▶ [What you should do]:
Every line containing the string "window" should be returned from the records.

▶ [Exercise data]:
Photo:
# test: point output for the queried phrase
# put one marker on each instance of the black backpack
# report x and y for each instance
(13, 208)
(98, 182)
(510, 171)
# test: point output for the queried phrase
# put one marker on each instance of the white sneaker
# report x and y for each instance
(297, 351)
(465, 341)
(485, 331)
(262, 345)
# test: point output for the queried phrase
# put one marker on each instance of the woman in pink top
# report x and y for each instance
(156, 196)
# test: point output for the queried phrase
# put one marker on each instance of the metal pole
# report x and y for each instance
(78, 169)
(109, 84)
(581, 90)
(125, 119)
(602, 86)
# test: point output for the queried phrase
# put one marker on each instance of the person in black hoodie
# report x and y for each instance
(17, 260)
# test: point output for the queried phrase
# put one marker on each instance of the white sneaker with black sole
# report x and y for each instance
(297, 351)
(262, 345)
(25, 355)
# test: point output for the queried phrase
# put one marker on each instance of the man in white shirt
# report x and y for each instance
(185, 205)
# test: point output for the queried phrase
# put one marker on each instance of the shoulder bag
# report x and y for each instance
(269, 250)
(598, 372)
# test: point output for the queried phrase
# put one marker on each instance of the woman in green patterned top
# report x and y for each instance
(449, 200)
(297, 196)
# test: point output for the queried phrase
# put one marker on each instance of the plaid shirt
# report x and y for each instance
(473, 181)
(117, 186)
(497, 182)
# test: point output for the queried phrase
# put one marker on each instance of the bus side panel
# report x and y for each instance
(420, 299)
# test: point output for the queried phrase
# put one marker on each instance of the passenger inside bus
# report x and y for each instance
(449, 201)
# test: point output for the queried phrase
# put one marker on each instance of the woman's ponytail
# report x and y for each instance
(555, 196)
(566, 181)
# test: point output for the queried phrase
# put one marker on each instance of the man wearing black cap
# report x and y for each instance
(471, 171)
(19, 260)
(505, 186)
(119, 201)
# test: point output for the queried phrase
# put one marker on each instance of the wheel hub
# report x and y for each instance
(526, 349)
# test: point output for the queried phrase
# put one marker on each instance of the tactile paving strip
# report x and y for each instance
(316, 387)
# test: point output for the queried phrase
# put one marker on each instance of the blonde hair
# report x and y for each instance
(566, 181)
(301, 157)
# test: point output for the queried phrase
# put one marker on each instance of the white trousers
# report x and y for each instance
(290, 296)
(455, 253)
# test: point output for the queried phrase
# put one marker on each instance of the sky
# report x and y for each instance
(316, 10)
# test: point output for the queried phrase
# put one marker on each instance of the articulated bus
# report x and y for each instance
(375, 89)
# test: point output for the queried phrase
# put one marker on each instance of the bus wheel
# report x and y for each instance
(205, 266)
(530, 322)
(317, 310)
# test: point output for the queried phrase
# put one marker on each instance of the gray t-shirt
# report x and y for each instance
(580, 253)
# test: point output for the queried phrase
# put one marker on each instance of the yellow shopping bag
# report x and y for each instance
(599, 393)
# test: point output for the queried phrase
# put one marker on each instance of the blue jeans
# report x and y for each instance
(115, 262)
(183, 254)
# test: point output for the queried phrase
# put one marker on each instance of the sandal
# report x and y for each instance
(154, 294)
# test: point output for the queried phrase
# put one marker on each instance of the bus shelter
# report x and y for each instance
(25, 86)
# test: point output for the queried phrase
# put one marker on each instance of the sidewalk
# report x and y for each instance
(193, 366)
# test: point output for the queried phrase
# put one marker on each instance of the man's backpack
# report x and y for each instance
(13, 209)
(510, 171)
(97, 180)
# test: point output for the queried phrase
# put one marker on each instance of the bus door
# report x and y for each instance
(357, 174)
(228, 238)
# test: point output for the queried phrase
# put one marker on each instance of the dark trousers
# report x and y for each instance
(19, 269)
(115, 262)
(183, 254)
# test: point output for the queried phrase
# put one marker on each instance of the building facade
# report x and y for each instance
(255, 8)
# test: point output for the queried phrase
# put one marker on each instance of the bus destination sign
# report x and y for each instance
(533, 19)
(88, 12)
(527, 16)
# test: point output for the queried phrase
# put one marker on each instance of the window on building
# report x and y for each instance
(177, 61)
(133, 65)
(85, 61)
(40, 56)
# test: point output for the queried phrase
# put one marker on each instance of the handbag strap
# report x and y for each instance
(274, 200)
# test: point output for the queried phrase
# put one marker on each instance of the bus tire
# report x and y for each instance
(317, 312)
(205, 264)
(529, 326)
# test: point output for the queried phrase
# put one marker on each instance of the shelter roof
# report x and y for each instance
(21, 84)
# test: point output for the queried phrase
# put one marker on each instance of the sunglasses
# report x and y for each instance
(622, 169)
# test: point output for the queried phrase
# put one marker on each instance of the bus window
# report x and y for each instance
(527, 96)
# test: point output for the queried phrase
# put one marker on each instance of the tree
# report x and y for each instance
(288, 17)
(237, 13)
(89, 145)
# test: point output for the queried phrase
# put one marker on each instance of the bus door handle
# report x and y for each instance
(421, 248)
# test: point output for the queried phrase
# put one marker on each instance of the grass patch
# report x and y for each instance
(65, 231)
* * *
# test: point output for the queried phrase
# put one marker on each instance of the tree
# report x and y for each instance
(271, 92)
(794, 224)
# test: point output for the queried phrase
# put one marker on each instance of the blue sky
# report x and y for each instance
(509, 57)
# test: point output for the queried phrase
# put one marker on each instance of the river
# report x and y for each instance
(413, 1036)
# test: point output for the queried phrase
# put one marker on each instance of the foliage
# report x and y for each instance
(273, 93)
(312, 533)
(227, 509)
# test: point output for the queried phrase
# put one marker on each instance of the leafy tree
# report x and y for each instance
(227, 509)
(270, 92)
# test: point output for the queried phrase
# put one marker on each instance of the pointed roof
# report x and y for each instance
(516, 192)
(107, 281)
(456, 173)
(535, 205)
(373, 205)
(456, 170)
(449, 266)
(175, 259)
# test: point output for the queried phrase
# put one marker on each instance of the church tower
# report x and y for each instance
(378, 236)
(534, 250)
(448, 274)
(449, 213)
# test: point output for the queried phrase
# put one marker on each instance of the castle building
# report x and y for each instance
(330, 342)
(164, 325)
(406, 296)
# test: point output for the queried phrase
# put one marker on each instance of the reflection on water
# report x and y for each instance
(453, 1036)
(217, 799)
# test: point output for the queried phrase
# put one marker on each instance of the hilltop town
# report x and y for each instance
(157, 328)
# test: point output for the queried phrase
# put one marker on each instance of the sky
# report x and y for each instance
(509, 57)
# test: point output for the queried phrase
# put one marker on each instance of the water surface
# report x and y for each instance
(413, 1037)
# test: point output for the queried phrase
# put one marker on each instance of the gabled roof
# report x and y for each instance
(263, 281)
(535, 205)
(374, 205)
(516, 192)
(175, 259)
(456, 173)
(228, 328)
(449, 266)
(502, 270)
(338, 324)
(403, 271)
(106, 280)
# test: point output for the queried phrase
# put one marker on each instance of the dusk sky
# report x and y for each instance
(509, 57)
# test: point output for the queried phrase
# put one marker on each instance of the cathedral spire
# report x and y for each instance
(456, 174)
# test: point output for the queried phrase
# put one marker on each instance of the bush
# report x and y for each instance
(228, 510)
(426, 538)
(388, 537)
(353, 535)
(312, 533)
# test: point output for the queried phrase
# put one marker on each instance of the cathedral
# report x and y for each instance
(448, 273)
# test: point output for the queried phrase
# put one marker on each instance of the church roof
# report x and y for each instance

▶ [Exercise response]:
# put one marker on each instance of the window on building
# put one marker on each instance of the bus window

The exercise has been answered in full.